EXERCISE: Please rewrite the listing below, renaming "outline" to "polygon" everywhere it occurs and changing nothing else.
>> Start GIVEN ENTRIES
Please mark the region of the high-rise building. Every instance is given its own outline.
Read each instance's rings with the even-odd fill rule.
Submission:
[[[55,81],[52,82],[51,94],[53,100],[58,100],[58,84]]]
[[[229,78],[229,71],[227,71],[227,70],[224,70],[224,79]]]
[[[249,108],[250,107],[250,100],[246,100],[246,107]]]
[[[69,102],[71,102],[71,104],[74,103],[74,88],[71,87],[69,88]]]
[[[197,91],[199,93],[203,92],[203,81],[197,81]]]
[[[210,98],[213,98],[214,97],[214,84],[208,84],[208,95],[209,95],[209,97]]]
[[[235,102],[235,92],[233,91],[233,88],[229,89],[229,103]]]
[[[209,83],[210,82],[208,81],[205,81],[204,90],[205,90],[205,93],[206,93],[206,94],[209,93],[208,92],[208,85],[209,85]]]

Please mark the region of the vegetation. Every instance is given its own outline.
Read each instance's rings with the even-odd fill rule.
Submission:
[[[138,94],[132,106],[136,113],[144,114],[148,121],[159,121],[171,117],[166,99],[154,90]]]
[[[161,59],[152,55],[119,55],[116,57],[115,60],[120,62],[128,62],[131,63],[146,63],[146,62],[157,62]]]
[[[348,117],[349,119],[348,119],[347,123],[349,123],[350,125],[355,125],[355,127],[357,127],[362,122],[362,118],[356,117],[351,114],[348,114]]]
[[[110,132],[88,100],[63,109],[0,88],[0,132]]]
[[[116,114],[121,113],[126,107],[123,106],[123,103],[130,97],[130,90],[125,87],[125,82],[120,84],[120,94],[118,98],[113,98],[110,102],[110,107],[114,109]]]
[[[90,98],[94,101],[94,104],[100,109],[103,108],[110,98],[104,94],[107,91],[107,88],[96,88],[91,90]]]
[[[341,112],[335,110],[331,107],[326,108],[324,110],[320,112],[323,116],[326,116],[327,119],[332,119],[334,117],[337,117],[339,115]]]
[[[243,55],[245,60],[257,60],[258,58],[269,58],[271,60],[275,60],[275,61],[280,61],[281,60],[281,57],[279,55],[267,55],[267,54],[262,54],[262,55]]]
>> End GIVEN ENTRIES
CORRECT OUTPUT:
Please mark the region of the high-rise building. Every instance is given its own polygon.
Read each instance's rings with the even-odd fill rule.
Submission:
[[[55,81],[52,82],[51,94],[53,100],[58,100],[58,84]]]
[[[229,78],[229,71],[227,71],[227,70],[224,70],[224,79]]]
[[[249,108],[250,107],[250,100],[246,100],[246,107]]]
[[[69,102],[71,102],[71,104],[74,103],[74,88],[71,87],[69,88]]]
[[[197,91],[199,93],[203,92],[203,81],[197,81]]]
[[[210,98],[213,98],[214,97],[214,84],[208,84],[208,95],[209,95],[209,97]]]
[[[235,102],[235,92],[233,91],[233,88],[229,89],[229,103]]]
[[[209,83],[210,82],[208,81],[205,81],[204,90],[205,90],[205,93],[206,93],[206,94],[209,93],[208,92],[208,85],[209,85]]]

Please mark the region of the vegetation. Every instance is given its own polygon.
Read each instance's rings with the even-odd fill rule.
Submission:
[[[138,94],[132,106],[136,113],[144,114],[148,121],[159,121],[171,117],[166,99],[154,90]]]
[[[161,59],[152,55],[119,55],[116,57],[115,60],[120,62],[128,62],[131,63],[146,63],[146,62],[157,62]]]
[[[348,117],[349,119],[348,119],[347,123],[349,123],[350,125],[355,125],[355,127],[357,127],[362,122],[362,118],[356,117],[351,114],[348,114]]]
[[[110,132],[88,100],[63,109],[0,88],[0,132]]]
[[[116,114],[121,113],[126,107],[123,106],[123,103],[130,97],[130,90],[125,87],[125,82],[120,84],[120,94],[118,98],[113,98],[110,102],[110,107],[114,109]]]
[[[90,98],[94,101],[94,104],[100,109],[103,108],[110,98],[104,94],[107,91],[107,88],[96,88],[91,90]]]
[[[341,112],[335,110],[331,107],[326,108],[324,110],[320,112],[323,116],[326,116],[327,119],[332,119],[334,117],[337,117],[339,115]]]
[[[243,55],[245,60],[257,60],[258,58],[269,58],[271,60],[275,60],[275,61],[280,61],[281,60],[281,57],[279,55],[267,55],[267,54],[262,54],[262,55]]]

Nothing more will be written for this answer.